Dataset items

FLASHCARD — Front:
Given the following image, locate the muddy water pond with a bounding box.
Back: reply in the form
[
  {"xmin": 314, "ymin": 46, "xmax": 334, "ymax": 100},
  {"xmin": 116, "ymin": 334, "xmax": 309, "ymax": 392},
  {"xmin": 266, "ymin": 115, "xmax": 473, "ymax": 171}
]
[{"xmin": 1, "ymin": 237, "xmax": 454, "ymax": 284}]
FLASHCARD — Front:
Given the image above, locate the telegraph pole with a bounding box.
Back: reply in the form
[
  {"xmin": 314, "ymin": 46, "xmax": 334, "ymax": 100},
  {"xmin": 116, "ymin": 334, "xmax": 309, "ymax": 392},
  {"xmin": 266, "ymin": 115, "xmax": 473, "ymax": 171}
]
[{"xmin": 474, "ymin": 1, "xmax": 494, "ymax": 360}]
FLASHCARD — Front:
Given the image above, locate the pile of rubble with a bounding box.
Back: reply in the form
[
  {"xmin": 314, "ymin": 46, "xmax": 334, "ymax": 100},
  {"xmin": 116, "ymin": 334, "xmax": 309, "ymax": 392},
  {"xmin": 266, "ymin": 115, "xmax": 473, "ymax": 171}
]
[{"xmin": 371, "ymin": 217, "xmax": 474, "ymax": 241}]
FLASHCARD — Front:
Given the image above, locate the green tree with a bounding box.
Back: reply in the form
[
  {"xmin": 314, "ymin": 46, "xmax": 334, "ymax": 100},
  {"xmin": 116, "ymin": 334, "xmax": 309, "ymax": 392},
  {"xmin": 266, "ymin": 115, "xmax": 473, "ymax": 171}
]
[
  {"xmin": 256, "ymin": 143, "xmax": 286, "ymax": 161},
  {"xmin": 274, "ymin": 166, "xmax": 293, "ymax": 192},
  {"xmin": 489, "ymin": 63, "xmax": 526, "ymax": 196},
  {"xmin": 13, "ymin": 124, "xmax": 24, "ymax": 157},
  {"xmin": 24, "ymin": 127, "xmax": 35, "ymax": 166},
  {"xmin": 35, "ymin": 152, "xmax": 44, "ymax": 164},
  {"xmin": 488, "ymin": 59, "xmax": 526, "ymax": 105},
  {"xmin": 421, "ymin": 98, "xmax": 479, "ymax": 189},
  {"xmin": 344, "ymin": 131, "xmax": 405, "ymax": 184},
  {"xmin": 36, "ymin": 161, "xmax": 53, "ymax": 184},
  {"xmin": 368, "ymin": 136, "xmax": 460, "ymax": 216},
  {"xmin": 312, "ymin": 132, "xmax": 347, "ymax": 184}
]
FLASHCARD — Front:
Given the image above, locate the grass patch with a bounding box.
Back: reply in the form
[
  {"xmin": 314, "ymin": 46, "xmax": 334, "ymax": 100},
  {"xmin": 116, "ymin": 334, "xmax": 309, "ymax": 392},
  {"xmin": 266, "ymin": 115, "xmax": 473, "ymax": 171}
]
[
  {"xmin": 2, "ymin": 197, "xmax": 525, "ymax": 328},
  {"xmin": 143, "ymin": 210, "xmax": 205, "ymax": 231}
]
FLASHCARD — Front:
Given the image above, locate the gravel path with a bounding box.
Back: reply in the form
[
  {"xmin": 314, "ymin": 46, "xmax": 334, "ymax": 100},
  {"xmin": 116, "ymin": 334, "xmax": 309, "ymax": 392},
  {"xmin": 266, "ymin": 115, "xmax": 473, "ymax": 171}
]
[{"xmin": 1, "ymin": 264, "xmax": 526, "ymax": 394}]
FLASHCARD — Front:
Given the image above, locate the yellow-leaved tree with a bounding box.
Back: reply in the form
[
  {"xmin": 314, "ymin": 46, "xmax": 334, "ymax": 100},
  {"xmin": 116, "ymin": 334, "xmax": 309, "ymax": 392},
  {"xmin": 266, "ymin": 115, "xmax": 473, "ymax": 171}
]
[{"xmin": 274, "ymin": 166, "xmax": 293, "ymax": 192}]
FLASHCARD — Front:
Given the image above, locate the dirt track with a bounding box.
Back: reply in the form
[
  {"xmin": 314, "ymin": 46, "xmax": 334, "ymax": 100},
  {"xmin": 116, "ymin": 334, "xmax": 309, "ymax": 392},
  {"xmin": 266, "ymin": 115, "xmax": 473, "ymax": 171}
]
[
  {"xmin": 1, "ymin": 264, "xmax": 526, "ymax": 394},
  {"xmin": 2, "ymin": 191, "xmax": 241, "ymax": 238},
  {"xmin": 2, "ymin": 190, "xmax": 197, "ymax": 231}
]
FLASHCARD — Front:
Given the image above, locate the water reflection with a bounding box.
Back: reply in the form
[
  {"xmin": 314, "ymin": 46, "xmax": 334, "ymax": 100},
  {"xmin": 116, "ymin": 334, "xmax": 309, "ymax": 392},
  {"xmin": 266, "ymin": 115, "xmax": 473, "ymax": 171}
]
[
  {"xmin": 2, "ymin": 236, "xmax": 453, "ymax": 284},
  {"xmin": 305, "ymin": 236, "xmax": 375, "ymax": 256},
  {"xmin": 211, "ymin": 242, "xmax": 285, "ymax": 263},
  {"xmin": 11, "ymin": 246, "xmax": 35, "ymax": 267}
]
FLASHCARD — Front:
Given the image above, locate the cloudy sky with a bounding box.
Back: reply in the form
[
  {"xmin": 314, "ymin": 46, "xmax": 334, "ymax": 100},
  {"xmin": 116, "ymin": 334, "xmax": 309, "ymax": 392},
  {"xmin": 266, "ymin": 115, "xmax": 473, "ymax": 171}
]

SET EXERCISE
Write out the whole listing exactly.

RESULT OF THE TASK
FLASHCARD — Front:
Given the following image, locate the muddy water pond with a bounding box.
Back: reply in the form
[
  {"xmin": 314, "ymin": 46, "xmax": 334, "ymax": 100},
  {"xmin": 116, "ymin": 334, "xmax": 309, "ymax": 392},
  {"xmin": 266, "ymin": 115, "xmax": 473, "ymax": 171}
]
[{"xmin": 1, "ymin": 237, "xmax": 454, "ymax": 284}]
FLASHCARD — Front:
Given the image above, locate the telegraph pole with a bounding box.
Back: reply in the form
[
  {"xmin": 314, "ymin": 46, "xmax": 334, "ymax": 100},
  {"xmin": 116, "ymin": 334, "xmax": 309, "ymax": 392},
  {"xmin": 266, "ymin": 115, "xmax": 473, "ymax": 171}
]
[{"xmin": 474, "ymin": 1, "xmax": 494, "ymax": 360}]
FLASHCARD — Front:
Given the image above, locate the pile of rubble with a bounding box.
Back: reply in the form
[
  {"xmin": 314, "ymin": 46, "xmax": 334, "ymax": 100},
  {"xmin": 116, "ymin": 334, "xmax": 309, "ymax": 392},
  {"xmin": 266, "ymin": 115, "xmax": 473, "ymax": 171}
]
[{"xmin": 371, "ymin": 217, "xmax": 474, "ymax": 241}]
FLASHCARD — Front:
Given the image above, locate the green tree with a bounding box.
Back: reply in the form
[
  {"xmin": 314, "ymin": 46, "xmax": 334, "ymax": 100},
  {"xmin": 116, "ymin": 334, "xmax": 309, "ymax": 392},
  {"xmin": 266, "ymin": 115, "xmax": 473, "ymax": 171}
]
[
  {"xmin": 256, "ymin": 143, "xmax": 286, "ymax": 161},
  {"xmin": 274, "ymin": 166, "xmax": 293, "ymax": 192},
  {"xmin": 489, "ymin": 63, "xmax": 526, "ymax": 196},
  {"xmin": 13, "ymin": 124, "xmax": 24, "ymax": 157},
  {"xmin": 24, "ymin": 127, "xmax": 35, "ymax": 166},
  {"xmin": 35, "ymin": 152, "xmax": 44, "ymax": 164},
  {"xmin": 488, "ymin": 59, "xmax": 526, "ymax": 105},
  {"xmin": 421, "ymin": 98, "xmax": 479, "ymax": 189},
  {"xmin": 344, "ymin": 131, "xmax": 405, "ymax": 184},
  {"xmin": 36, "ymin": 161, "xmax": 53, "ymax": 184},
  {"xmin": 368, "ymin": 136, "xmax": 460, "ymax": 216},
  {"xmin": 312, "ymin": 132, "xmax": 347, "ymax": 184}
]
FLASHCARD — Front:
Given the image above, locate the grass patch with a bounding box.
Back: reply in the form
[
  {"xmin": 314, "ymin": 46, "xmax": 334, "ymax": 100},
  {"xmin": 116, "ymin": 334, "xmax": 309, "ymax": 392},
  {"xmin": 266, "ymin": 115, "xmax": 473, "ymax": 171}
]
[
  {"xmin": 2, "ymin": 197, "xmax": 525, "ymax": 328},
  {"xmin": 143, "ymin": 210, "xmax": 205, "ymax": 231}
]
FLASHCARD — Front:
Given the image above, locate the gravel path with a bounding box.
Back: reply in the form
[
  {"xmin": 314, "ymin": 46, "xmax": 334, "ymax": 100},
  {"xmin": 116, "ymin": 334, "xmax": 309, "ymax": 392},
  {"xmin": 266, "ymin": 115, "xmax": 473, "ymax": 171}
]
[{"xmin": 1, "ymin": 264, "xmax": 526, "ymax": 394}]
FLASHCARD — Front:
Given the image above, locate the yellow-leaved tree with a bounding box.
Back: reply in the form
[
  {"xmin": 314, "ymin": 46, "xmax": 334, "ymax": 100},
  {"xmin": 116, "ymin": 334, "xmax": 309, "ymax": 392},
  {"xmin": 266, "ymin": 115, "xmax": 473, "ymax": 171}
]
[{"xmin": 274, "ymin": 166, "xmax": 293, "ymax": 192}]
FLASHCARD — Front:
Given the image above, locate the dirt track with a bounding box.
Back: reply in the form
[
  {"xmin": 314, "ymin": 46, "xmax": 334, "ymax": 100},
  {"xmin": 116, "ymin": 334, "xmax": 309, "ymax": 392},
  {"xmin": 266, "ymin": 115, "xmax": 473, "ymax": 171}
]
[
  {"xmin": 1, "ymin": 264, "xmax": 526, "ymax": 394},
  {"xmin": 2, "ymin": 191, "xmax": 241, "ymax": 238},
  {"xmin": 2, "ymin": 190, "xmax": 197, "ymax": 231}
]
FLASHCARD — Front:
Given the image above, locate the water reflection with a bounding box.
Back: reply in the form
[
  {"xmin": 314, "ymin": 46, "xmax": 334, "ymax": 100},
  {"xmin": 116, "ymin": 334, "xmax": 309, "ymax": 392},
  {"xmin": 266, "ymin": 115, "xmax": 473, "ymax": 171}
]
[
  {"xmin": 2, "ymin": 236, "xmax": 453, "ymax": 284},
  {"xmin": 305, "ymin": 236, "xmax": 375, "ymax": 256},
  {"xmin": 211, "ymin": 242, "xmax": 285, "ymax": 263},
  {"xmin": 11, "ymin": 246, "xmax": 35, "ymax": 267}
]
FLASHCARD — Front:
Given the image above, locate the cloudy sky with a bounding box.
Back: reply in the form
[
  {"xmin": 314, "ymin": 46, "xmax": 334, "ymax": 100},
  {"xmin": 116, "ymin": 334, "xmax": 309, "ymax": 392},
  {"xmin": 266, "ymin": 115, "xmax": 473, "ymax": 171}
]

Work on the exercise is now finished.